§ Things to do:
1: In the EOS meeting notes, rewrite the paragraph beginning "Unfortunately, there's a regression" as a short list that keeps its main facts.
2: Do these statements agree with the EOS meeting notes? (a) The EOSATLAS crash involved a headnode running out of memory. (b) Client version 4.2.5 was tagged the week before the meeting. (c) The Rainer test was tried only on SLC6. Give yes or no for each, with the deciding words quoted.

EOS DevOps Meeting

Name: EOS DevOps Meeting
Start: 2017-12-12T16:00:00+01:00
End: 2017-12-12T17:45:00+01:00
Location: CERN

Tuesday 12 Dec 2017, 16:00 → 17:45 Europe/Zurich

513/R-068 (CERN)

513/R-068

CERN

Show room on map

Jan Iven (CERN)

Description

Weekly meeting to discuss progress on EOS rollout

Hide

● production instances

EOSATLAS

Crash end of last week, headnode running out of memory + a user doing nasty things.

now back to "reasonable" mem usage.

EOSCMS

+2PB usable to be added:

by harvesting some nodes from EOSALICE (to be checked with Roberto)
EOSLHCB and EOSATLAS also have some surplus capacity

Timeframe: urgent (confirmed by Bernd)

● CERNBOX and EOSUSER

Doing MD5 scan (for sec team).

Today backup caused trouble on EOSUSER (NO_CONTACT, call from operator)

● FUSE and client versions

puppet-eosclient support for eosxd going into production tomorrow.

(puppet stdlib has been rolled back - except for the things this module needs).

● Citrine rollout

EOSALICE+EOSPUBLIC

Very high activity on both instances, leading to crash because of known bug and FD exhaustion.

Required to use XRootD 4.8.0-rc1 (now on -rc2) that increases the 32k limit to 64.
This helped quite a bit.

In the meantime the origin of the sudden load increase on EOSPUBLIC has been identified and mitigated (thanks to ALICE computing team, was a fallback location).

Unfortunately, there's a regression in XRootD 4.8 that prevents headnodes from talking to each other (but failover still works just fine). Confirmed auth issue, under investigation.

Q: Can we somehow use the EOS test infrastructure to provide better testing to XRootd?

Q: what is strategy to go >> 64k filedescriptors? Being looked up by Xrootd team/Andy, these may internal to Xrootd things (with a fixed size memory structure - was signed short, should be easy to change).

● SWAN

User reported an issue (cannot save notebooks) due to FST being full.

Will update to 4.2.4 on SWAN (client side change to deal with this, launch converter), and in parallel Luca cleaned up the affected disk.

A: EOSFUSEX should also get the same behaviour.

● nextgen FUSE

CLIENT

tagged 4.2.5 today
- not useful to tag a version before visible issues are sorted out
- took me 3 days to figure out the Rainer problem (building EOS rpm with eosxd)
  - three main issues:
    - removing MD records to early before they could be executed upstream (e.g. deletions) resulting in ENOTEMPTY messages
    - different behaviour of the kernel cache on EL7 resulting in 'no such file or directory' during compilation
    - recreation of identical name after deletion has to wait for asynchronous deletion
  - added the Rainer test to eos-fusex-certify script
    - tested on El7 and SLC6
  - inode 1 bug
    - when you mount 'your' home directory path, the top level directory of the local mount has inode 1
      - when the cache capability expires for the first time all directories in the top level mount became invisible for ever. Same happened when the first call on the top level directory was not 'ls'

eosxd bugs fixed 4.2.5
* [EOS-2146] - symlinks have to show the size of the target string
* [EOS-2147] - listxattr creates SEGV on OSX
* [EOS-2148] - eosxd on OSX creates empty file when copying with 'cp'
* [EOS-2159] - An owner of a directory has to get always chmod permissions
* [EOS-2161] - rm -rf on fusex mount fails to remove all files/subdirectories
* [EOS-2174] - Running out of FDs when using a user mount

SERVER

tagged 0.3.270 today (problem with the build system to be sorted by Joszef)

§ Provided data:
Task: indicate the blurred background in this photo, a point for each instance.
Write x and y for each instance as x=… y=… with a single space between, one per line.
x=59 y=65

§ Results by task:
1:
- XRootD 4.8 has a regression that stops headnodes from talking to each other.
- Failover still works.
- The cause is a confirmed auth issue, which is under investigation.

2:
(a) Yes: "headnode running out of memory"
(b) No: "tagged 4.2.5 today"
(c) No: "tested on El7 and SLC6"